#### Text passage:
--------------------------------

Day: September 5, 2022

Analysts name 2 top ASX dividend shares to buy with great yields

A smiling woman with a handful of $100 notes, indicating strong dividend payments

A smiling woman with a handful of $100 notes, indicating strong dividend payments

If you are looking to boost your income with some dividend shares, then two listed below could be worth a closer look.

Both of these dividend shares are expected to provide investors with great yields in the near term. Here’s what you need to know about them:

DEXUS Property Group (ASX: DXS)

The first ASX dividend share to look at is Dexus. It is one of Australia’s leading fully integrated real estate groups, managing a high-quality Australian property portfolio that is currently valued at $44.3 billion.

The company also has a $17.7 billion development pipeline, which management believes provides it with the opportunity to grow its portfolios and enhance future returns.

Macquarie is a fan of the company. Last month, the broker responded to Dexus’ full year results by retaining its outperform rating and lifting its price target on the company’s shares to $10.79.

As for dividends, the broker is forecasting dividends per share of 53 cents in FY 2023 and 52 cents in FY 2024. Based on the latest Dexus share price of $8.43, this will mean yields of 6.3% and 6.15%, respectively.

National Storage REIT (ASX: NSR)

Another ASX dividend share for income investors to look at is National Storage.

--------------------------------

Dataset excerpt
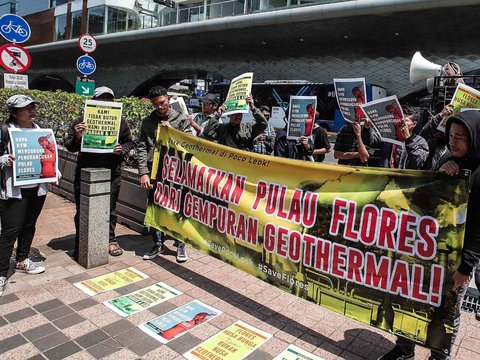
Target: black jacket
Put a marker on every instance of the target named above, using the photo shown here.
(471, 247)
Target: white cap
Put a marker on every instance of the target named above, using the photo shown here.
(103, 90)
(19, 101)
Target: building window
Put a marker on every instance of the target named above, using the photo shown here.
(117, 20)
(76, 24)
(61, 27)
(96, 20)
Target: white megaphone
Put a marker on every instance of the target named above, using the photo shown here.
(430, 85)
(422, 69)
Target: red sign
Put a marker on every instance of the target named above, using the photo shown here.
(14, 58)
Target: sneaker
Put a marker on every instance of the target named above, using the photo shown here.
(29, 267)
(397, 354)
(3, 284)
(181, 253)
(156, 250)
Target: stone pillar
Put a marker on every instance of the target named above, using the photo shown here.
(94, 217)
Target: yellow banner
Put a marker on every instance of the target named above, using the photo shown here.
(376, 245)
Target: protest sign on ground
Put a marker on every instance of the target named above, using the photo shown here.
(142, 299)
(312, 229)
(234, 343)
(240, 88)
(350, 95)
(110, 281)
(102, 126)
(386, 116)
(35, 152)
(179, 321)
(301, 116)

--------------------------------

#### Task 1:
From the dividend shares article, list every dollar or cent figure given for Dexus, with what each one refers to.
#### Task 2:
Say whether each statement agrees with the dividend shares article, answering yes or no and quoting the words that decide it.
(a) Macquarie lowered its rating on Dexus after the full year results.
(b) Dexus manages an Australian property portfolio currently valued at $44.3 billion.
(c) The forecast Dexus yield for FY 2024 is higher than the one for FY 2023.
#### Task 3:
Answer these questions from the dividend shares article.
(a) What date does the article carry?
(b) What is the ASX code for National Storage REIT?
(c) To what figure did Macquarie lift its price target on Dexus shares?

#### Full solution 1:
- $44.3 billion: the current value of its Australian property portfolio
- $17.7 billion: its development pipeline
- $10.79: Macquarie's raised price target on its shares
- 53 cents: Macquarie's forecast dividend per share for FY 2023
- 52 cents: Macquarie's forecast dividend per share for FY 2024
- $8.43: the latest Dexus share price

#### Full solution 2:
(a) No: "retaining its outperform rating"
(b) Yes: "managing a high-quality Australian property portfolio that is currently valued at $44.3 billion"
(c) No: "this will mean yields of 6.3% and 6.15%, respectively"

#### Full solution 3:
(a) September 5, 2022
(b) NSR
(c) $10.79